Working data:

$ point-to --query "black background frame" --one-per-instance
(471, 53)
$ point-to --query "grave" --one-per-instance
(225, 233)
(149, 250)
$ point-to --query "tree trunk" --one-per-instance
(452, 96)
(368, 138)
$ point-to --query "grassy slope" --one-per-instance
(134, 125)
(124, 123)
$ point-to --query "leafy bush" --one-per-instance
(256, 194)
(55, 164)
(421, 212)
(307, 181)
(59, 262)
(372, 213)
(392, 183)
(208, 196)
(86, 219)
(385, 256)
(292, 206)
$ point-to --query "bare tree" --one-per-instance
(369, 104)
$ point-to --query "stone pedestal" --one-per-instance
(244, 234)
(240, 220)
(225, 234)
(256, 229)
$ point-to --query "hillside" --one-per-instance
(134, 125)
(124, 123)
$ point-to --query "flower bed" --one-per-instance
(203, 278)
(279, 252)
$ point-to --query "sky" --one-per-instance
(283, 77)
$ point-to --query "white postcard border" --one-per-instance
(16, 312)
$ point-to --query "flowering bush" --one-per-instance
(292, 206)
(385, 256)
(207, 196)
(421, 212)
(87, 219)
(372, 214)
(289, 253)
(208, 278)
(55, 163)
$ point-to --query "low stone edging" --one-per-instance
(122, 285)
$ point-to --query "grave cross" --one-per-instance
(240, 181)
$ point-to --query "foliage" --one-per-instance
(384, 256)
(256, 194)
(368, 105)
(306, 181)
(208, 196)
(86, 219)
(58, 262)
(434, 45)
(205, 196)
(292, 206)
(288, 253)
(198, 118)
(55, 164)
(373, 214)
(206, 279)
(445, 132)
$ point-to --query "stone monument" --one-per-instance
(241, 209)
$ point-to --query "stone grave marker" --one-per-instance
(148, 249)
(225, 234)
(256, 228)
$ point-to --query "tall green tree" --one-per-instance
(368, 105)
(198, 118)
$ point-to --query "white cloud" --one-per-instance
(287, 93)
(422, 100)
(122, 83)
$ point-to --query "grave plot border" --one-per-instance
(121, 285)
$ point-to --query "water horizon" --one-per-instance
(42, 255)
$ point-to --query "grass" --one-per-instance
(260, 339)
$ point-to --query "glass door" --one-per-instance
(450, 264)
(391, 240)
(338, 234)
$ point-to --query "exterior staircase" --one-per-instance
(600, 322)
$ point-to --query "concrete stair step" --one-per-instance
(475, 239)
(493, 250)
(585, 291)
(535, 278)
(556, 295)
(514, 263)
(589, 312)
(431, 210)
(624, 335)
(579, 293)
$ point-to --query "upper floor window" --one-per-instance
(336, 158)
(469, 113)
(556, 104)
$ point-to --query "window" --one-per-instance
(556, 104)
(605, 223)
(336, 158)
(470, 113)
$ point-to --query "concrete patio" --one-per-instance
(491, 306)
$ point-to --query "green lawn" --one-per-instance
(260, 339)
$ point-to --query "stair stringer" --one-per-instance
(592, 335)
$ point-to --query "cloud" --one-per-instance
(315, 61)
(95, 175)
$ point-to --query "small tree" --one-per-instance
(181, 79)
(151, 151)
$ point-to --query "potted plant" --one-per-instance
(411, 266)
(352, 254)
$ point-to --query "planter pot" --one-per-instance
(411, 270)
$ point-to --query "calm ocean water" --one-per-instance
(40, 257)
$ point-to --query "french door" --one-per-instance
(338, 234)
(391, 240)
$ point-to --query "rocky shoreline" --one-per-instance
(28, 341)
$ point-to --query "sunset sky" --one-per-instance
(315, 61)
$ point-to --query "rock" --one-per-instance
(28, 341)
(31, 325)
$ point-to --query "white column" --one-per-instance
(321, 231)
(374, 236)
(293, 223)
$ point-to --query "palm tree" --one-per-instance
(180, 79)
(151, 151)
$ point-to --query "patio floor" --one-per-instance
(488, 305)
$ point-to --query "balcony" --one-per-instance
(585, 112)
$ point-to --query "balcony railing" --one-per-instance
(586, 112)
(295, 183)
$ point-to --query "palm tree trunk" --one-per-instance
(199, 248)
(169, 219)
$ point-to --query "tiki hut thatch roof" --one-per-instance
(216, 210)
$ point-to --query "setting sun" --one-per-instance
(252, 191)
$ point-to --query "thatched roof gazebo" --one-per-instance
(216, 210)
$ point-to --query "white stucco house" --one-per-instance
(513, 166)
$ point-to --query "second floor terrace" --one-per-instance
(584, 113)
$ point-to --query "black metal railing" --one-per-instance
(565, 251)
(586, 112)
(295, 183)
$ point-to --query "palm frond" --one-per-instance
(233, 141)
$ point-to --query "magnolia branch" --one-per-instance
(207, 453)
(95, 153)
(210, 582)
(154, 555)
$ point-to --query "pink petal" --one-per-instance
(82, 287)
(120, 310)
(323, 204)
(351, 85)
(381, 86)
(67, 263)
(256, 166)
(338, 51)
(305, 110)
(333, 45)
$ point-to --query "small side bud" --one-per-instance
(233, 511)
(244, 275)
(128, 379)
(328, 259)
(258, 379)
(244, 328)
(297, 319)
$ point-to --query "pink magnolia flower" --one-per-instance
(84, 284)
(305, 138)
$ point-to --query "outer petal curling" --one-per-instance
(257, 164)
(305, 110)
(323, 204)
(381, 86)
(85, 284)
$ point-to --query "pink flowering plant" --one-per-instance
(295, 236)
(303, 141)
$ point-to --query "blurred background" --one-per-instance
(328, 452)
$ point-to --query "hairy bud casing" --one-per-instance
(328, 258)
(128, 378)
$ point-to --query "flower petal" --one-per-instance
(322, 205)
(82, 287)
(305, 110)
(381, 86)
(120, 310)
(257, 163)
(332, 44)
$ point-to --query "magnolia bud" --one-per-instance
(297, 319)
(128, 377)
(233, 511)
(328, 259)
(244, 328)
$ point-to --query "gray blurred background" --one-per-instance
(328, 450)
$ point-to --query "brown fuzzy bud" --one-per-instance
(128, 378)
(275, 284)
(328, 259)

Short problem: Restate the whole listing exactly.

The output:
$ point-to --query "black background frame" --one-per-instance
(471, 53)
$ point-to --query "grave" --one-per-instance
(225, 233)
(149, 250)
$ point-to --query "tree trunk" --one-per-instance
(452, 96)
(368, 138)
$ point-to --query "grassy slope" --one-per-instance
(134, 125)
(124, 123)
$ point-to --query "leafy bush" --one-per-instance
(256, 194)
(55, 164)
(421, 212)
(307, 181)
(59, 262)
(372, 213)
(392, 183)
(208, 196)
(86, 219)
(385, 256)
(292, 206)
$ point-to --query "bare tree" --one-per-instance
(369, 104)
$ point-to --query "stone pedestal" --one-per-instance
(244, 234)
(240, 220)
(225, 234)
(256, 229)
$ point-to --query "hillside" --one-per-instance
(134, 125)
(124, 123)
$ point-to --query "flower bed" --one-per-instance
(203, 278)
(279, 252)
$ point-to --query "sky" --one-per-instance
(283, 77)
$ point-to --query "white postcard border" --one-per-instance
(16, 312)
$ point-to --query "flowering bush" --one-per-instance
(292, 206)
(385, 256)
(207, 196)
(421, 212)
(87, 219)
(372, 214)
(289, 253)
(208, 278)
(55, 163)
$ point-to --query "low stone edging" --one-per-instance
(122, 285)
$ point-to --query "grave cross" --one-per-instance
(240, 181)
$ point-to --query "foliage" --one-per-instance
(384, 256)
(256, 194)
(368, 105)
(306, 181)
(208, 196)
(86, 219)
(58, 262)
(434, 45)
(205, 196)
(292, 206)
(288, 253)
(198, 118)
(55, 164)
(373, 214)
(206, 279)
(445, 132)
$ point-to --query "stone monument" --one-per-instance
(241, 209)
$ point-to --query "stone grave marker" --one-per-instance
(148, 249)
(225, 234)
(256, 228)
$ point-to --query "tall green tree" --one-per-instance
(368, 105)
(198, 118)
$ point-to --query "white cloud" --one-per-instance
(287, 93)
(422, 100)
(122, 83)
$ point-to --query "grave plot border" --one-per-instance
(121, 285)
$ point-to --query "water horizon" --one-per-instance
(42, 255)
$ point-to --query "grass" --one-per-instance
(260, 339)
$ point-to --query "glass door" --one-per-instance
(450, 264)
(391, 240)
(338, 234)
$ point-to --query "exterior staircase" --one-per-instance
(600, 322)
$ point-to --query "concrete stair step" --one-per-instance
(475, 239)
(493, 250)
(585, 291)
(535, 278)
(556, 295)
(514, 263)
(589, 312)
(431, 210)
(624, 335)
(579, 293)
$ point-to --query "upper floor window" --one-per-instance
(336, 158)
(469, 113)
(556, 104)
$ point-to --query "window" --one-per-instance
(556, 104)
(605, 223)
(336, 158)
(470, 113)
$ point-to --query "concrete patio" --one-per-instance
(491, 306)
$ point-to --query "green lawn" --one-per-instance
(260, 339)
$ point-to --query "stair stringer" --one-per-instance
(592, 335)
$ point-to --query "cloud" --one-per-instance
(315, 61)
(95, 175)
$ point-to --query "small tree" --one-per-instance
(181, 79)
(151, 151)
$ point-to --query "potted plant" --one-per-instance
(411, 266)
(352, 254)
$ point-to --query "planter pot" --one-per-instance
(411, 270)
$ point-to --query "calm ocean water" --one-per-instance
(40, 257)
$ point-to --query "french door" --one-per-instance
(338, 234)
(391, 240)
$ point-to --query "rocky shoreline" --one-per-instance
(28, 341)
$ point-to --query "sunset sky" --one-per-instance
(315, 61)
$ point-to --query "rock" --one-per-instance
(28, 341)
(31, 325)
$ point-to --query "white column" --one-per-instance
(321, 231)
(374, 236)
(293, 223)
$ point-to --query "palm tree" --one-per-instance
(180, 79)
(151, 151)
$ point-to --query "patio floor" --one-per-instance
(488, 305)
$ point-to --query "balcony" --one-per-instance
(585, 112)
$ point-to --query "balcony railing" --one-per-instance
(586, 112)
(295, 183)
$ point-to --query "palm tree trunk" --one-per-instance
(199, 248)
(169, 219)
$ point-to --query "tiki hut thatch roof" --one-per-instance
(216, 210)
$ point-to --query "setting sun" --one-per-instance
(252, 191)
$ point-to --query "thatched roof gazebo" --one-per-instance
(216, 210)
$ point-to --query "white stucco house" --one-per-instance
(513, 166)
$ point-to --query "second floor terrace" --one-per-instance
(584, 113)
$ point-to --query "black metal railing" --one-per-instance
(565, 251)
(586, 112)
(295, 183)
$ point-to --query "palm frond" --one-per-instance
(233, 141)
$ point-to --query "magnolia branch" --one-per-instance
(207, 453)
(95, 153)
(210, 582)
(154, 555)
$ point-to --query "pink petal" --one-per-instance
(82, 287)
(120, 310)
(323, 204)
(351, 85)
(381, 86)
(67, 263)
(256, 166)
(338, 51)
(305, 110)
(333, 45)
$ point-to --query "small side bud" --one-per-instance
(233, 511)
(244, 275)
(128, 379)
(328, 259)
(258, 379)
(244, 328)
(297, 319)
$ point-to --query "pink magnolia flower" --one-per-instance
(84, 284)
(305, 138)
$ point-to --query "outer petal curling" --one-per-instance
(257, 164)
(305, 110)
(323, 204)
(381, 86)
(85, 284)
$ point-to --query "pink flowering plant" --one-per-instance
(295, 236)
(303, 141)
$ point-to --query "blurred background" --one-per-instance
(328, 452)
$ point-to --query "hairy bud casing" --one-per-instance
(328, 258)
(128, 378)
$ point-to --query "flower petal" --one-per-instance
(322, 205)
(82, 287)
(305, 110)
(381, 86)
(120, 310)
(257, 163)
(332, 44)
$ point-to --query "magnolia bud" --one-per-instance
(297, 319)
(128, 377)
(233, 511)
(328, 259)
(244, 328)
$ point-to --query "gray blurred background" --one-per-instance
(328, 450)
$ point-to --query "brown fuzzy bud" --one-per-instance
(128, 378)
(275, 284)
(328, 259)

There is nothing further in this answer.